# WHAT YOU ARE ASKED TO DO:
Set down the line that contains "For every instance of the white wall, the" and every line after it to the end of the entries, exactly as they stand and nothing more.

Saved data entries
------------------------------------------------------------------------
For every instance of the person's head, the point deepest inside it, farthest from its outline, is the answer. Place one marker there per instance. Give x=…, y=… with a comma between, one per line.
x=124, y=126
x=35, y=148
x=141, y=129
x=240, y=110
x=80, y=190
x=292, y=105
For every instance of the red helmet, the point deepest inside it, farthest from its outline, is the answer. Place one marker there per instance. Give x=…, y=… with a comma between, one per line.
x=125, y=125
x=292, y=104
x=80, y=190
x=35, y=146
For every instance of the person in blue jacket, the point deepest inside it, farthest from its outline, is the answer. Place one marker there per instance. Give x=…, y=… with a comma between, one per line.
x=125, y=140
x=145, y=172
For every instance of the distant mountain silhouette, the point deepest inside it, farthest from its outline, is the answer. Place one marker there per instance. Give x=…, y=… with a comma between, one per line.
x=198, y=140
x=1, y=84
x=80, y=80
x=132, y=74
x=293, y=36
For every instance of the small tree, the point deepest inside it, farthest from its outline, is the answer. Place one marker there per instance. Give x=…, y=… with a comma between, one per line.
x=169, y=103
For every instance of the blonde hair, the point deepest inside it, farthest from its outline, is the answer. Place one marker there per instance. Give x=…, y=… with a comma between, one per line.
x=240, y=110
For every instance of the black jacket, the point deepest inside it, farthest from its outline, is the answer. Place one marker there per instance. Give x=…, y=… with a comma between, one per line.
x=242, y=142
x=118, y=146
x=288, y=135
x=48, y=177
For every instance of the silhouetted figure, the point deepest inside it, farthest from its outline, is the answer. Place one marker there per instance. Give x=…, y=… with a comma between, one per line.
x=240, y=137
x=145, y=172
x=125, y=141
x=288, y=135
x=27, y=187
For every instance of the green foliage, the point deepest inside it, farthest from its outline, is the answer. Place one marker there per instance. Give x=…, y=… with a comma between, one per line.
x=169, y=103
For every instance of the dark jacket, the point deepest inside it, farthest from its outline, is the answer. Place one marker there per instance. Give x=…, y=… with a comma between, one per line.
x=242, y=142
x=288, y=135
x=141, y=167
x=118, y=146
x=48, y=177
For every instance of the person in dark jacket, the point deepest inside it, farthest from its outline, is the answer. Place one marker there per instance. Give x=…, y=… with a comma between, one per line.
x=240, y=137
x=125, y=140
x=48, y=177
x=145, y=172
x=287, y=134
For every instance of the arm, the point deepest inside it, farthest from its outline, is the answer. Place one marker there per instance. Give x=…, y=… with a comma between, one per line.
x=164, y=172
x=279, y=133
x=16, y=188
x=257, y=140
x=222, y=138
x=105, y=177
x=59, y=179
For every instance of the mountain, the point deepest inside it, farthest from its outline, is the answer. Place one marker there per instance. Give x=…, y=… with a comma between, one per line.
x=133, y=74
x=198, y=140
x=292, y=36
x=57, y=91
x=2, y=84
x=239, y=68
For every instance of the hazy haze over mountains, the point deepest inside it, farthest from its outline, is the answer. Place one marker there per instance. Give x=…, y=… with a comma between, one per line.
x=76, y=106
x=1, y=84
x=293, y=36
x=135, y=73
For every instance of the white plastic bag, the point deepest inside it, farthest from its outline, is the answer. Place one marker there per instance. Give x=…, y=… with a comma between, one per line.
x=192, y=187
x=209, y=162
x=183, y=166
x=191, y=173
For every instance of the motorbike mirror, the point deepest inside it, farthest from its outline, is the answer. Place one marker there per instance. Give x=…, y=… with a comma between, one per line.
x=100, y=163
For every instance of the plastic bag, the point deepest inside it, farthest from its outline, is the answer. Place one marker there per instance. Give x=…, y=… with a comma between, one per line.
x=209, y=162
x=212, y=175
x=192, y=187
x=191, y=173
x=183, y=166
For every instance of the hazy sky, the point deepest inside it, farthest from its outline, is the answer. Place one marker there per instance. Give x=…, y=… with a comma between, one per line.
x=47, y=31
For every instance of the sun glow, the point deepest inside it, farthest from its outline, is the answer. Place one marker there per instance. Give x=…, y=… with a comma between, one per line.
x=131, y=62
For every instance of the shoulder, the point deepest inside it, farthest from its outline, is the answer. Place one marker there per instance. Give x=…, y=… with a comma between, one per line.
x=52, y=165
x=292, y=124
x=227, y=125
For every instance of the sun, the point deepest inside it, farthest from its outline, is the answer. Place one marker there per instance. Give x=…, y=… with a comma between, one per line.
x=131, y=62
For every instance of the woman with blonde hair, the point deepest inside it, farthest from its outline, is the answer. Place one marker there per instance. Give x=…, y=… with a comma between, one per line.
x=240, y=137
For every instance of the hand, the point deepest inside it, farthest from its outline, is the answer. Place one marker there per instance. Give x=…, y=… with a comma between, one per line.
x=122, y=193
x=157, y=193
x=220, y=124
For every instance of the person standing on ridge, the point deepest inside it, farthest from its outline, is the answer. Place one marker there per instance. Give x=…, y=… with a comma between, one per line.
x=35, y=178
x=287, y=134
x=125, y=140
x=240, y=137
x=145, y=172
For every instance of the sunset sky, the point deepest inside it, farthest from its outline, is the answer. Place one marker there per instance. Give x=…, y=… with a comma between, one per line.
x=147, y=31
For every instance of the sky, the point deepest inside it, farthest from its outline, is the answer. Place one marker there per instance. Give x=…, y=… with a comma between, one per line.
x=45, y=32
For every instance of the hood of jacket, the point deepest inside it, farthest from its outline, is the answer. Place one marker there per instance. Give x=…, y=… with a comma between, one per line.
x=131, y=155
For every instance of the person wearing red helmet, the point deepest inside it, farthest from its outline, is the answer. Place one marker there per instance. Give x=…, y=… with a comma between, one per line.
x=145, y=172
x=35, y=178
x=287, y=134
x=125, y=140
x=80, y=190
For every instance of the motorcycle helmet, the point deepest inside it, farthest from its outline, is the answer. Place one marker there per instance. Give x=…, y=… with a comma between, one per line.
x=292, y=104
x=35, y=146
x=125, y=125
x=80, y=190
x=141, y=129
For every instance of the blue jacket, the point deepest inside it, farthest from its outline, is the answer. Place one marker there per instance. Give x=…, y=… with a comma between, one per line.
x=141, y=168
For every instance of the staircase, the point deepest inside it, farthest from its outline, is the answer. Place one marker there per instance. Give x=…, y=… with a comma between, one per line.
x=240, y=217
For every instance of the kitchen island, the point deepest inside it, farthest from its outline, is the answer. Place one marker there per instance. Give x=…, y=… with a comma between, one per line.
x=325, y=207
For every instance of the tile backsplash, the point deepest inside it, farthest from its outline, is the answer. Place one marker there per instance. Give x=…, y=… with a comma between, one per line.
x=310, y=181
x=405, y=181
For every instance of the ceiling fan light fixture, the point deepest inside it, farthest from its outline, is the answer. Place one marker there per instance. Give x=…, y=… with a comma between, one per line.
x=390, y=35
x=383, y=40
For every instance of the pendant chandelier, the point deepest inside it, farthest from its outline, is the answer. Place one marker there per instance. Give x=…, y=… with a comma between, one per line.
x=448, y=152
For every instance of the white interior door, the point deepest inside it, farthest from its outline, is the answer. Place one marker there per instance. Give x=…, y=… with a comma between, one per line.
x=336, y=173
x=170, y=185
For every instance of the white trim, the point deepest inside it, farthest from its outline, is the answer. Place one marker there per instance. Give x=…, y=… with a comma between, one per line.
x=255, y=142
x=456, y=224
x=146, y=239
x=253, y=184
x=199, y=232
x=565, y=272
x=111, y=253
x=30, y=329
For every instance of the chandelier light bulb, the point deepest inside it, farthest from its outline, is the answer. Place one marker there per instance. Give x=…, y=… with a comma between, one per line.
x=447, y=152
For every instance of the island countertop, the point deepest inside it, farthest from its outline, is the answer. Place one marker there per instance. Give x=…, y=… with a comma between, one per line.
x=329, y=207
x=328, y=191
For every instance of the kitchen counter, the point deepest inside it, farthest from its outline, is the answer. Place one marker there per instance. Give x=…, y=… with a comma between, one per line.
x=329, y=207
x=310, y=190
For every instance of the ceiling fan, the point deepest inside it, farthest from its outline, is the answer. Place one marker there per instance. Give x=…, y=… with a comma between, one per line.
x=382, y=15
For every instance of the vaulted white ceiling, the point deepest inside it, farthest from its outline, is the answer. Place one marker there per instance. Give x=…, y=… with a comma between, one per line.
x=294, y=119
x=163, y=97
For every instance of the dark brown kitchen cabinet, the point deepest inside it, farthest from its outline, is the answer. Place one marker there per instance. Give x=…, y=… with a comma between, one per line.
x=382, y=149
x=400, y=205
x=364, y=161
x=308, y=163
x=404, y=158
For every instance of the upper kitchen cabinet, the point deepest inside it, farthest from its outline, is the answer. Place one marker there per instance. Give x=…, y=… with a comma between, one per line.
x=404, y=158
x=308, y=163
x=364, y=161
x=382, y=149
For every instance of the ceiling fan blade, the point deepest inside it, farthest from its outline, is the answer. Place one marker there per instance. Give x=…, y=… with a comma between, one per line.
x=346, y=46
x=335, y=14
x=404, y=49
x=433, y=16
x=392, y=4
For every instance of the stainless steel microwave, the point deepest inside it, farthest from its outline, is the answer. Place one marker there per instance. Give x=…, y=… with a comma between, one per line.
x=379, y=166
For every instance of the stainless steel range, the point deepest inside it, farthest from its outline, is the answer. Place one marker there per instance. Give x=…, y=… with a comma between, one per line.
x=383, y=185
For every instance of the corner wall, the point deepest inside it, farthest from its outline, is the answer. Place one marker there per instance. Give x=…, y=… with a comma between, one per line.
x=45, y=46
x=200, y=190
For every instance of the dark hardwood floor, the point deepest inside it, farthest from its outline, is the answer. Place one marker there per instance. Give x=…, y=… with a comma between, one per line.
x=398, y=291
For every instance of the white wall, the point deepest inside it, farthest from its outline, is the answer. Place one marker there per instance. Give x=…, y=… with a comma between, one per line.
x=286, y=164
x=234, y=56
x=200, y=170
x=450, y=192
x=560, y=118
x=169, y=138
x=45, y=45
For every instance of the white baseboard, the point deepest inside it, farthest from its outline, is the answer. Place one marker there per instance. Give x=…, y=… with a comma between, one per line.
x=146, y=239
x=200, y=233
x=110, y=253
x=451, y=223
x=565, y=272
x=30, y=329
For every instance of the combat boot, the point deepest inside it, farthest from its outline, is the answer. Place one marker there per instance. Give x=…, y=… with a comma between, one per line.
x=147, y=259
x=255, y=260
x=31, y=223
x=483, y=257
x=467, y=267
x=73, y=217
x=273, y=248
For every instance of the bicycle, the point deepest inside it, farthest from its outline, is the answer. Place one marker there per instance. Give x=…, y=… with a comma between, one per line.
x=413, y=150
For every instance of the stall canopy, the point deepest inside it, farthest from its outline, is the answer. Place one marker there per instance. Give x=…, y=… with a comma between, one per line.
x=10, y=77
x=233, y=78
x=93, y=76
------------------------------------------------------------------------
# FINAL ANSWER:
For every instance of the white wall, the point deepest inside it, farthest from its outline, is the answer. Place one marker there per instance. Give x=…, y=… with a comma between, one per line.
x=286, y=164
x=234, y=56
x=200, y=170
x=450, y=192
x=560, y=118
x=169, y=138
x=45, y=45
For every instance of the white baseboard, the point deepest inside it, farthest from its outline, is the answer. Place one marker there per instance. Give x=…, y=… with a comma between, one per line.
x=146, y=239
x=200, y=233
x=110, y=253
x=451, y=223
x=565, y=272
x=30, y=329
For every instance of the combat boot, the point deepest inside it, farthest from its outline, is the answer. Place one marker there per instance. Give x=…, y=… with a comma between, one per line.
x=147, y=259
x=255, y=260
x=31, y=223
x=483, y=257
x=467, y=267
x=73, y=217
x=273, y=248
For every instance of the bicycle, the point deepest inside it, farthest from its outline, is the answer. Place one marker there per instance. Give x=…, y=… with a comma between, one per line.
x=413, y=150
For every instance of the stall canopy, the point deepest inside it, farthest from its outline, is the answer. Place one marker there per instance. Give x=…, y=… with a comma between, one per line.
x=10, y=77
x=233, y=78
x=93, y=76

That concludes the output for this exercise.